## WORK INSTRUCTION
Pull out every line from the listing that has the word "white".

(Beginning of RECORDS SHOWN)

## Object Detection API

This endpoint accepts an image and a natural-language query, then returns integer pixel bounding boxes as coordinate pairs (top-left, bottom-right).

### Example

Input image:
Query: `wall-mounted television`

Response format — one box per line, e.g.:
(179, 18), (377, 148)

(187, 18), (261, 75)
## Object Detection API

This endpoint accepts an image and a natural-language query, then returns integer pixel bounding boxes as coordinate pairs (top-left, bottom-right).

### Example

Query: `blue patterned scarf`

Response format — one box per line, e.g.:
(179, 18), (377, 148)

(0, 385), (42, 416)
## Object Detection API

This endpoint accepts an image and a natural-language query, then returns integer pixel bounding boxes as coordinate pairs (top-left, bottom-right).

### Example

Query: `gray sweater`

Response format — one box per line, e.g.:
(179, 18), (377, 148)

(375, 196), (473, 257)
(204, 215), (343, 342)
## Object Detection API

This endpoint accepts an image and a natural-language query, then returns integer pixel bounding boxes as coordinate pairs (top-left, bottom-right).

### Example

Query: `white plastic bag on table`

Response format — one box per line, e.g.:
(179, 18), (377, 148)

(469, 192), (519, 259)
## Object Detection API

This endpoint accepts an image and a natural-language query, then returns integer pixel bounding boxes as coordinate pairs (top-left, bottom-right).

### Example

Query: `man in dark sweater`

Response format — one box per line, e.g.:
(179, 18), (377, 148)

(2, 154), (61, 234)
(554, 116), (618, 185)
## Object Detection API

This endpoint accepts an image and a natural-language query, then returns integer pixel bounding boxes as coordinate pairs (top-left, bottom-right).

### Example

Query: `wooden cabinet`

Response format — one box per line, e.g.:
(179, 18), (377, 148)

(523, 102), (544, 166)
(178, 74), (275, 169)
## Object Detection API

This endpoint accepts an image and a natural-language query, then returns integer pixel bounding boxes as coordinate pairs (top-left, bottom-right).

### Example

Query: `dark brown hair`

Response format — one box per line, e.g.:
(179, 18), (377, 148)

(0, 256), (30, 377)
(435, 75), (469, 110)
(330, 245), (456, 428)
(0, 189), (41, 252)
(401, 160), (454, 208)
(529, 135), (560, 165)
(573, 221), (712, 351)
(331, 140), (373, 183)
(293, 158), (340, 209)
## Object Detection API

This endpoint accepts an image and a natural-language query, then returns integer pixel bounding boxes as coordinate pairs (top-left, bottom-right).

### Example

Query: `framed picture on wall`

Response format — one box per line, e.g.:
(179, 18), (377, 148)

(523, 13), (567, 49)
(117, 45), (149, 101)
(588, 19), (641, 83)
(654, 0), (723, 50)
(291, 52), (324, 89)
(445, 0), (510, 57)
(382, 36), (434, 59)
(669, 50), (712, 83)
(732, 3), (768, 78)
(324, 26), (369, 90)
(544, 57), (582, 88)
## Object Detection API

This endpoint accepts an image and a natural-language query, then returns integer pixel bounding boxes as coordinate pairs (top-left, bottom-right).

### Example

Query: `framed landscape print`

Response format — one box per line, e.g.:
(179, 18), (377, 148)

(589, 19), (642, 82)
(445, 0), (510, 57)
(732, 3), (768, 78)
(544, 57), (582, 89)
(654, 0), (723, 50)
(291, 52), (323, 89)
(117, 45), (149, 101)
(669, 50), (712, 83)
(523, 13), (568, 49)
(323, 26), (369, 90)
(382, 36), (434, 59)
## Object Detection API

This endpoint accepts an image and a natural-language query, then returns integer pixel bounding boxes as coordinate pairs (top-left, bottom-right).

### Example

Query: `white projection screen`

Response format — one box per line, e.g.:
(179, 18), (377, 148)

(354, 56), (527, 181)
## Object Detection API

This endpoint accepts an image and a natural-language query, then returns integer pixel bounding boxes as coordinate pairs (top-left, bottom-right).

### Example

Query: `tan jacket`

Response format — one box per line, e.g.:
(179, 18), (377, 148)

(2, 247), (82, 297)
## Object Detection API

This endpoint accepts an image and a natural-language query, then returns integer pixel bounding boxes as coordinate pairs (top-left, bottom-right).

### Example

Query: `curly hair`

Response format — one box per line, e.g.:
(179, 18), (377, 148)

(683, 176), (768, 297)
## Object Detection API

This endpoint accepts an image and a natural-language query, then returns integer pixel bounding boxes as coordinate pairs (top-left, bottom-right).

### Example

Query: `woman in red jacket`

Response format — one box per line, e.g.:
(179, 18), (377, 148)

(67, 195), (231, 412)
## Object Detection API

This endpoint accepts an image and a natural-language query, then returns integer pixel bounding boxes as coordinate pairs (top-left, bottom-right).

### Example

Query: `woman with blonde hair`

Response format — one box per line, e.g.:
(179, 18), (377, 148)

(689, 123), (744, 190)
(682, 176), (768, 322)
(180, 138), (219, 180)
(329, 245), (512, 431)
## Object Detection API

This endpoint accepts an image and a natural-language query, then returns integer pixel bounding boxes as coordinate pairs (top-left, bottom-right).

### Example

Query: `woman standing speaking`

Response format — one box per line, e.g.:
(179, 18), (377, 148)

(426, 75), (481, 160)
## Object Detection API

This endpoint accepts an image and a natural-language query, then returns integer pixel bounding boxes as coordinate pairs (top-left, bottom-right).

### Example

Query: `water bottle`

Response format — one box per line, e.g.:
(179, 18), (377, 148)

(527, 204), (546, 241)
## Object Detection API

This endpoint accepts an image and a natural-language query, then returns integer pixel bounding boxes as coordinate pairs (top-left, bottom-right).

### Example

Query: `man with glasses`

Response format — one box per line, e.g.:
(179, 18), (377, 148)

(End of RECORDS SHOWN)

## TASK RESULT
Query: `white plastic bag on table`
Query: `white projection screen`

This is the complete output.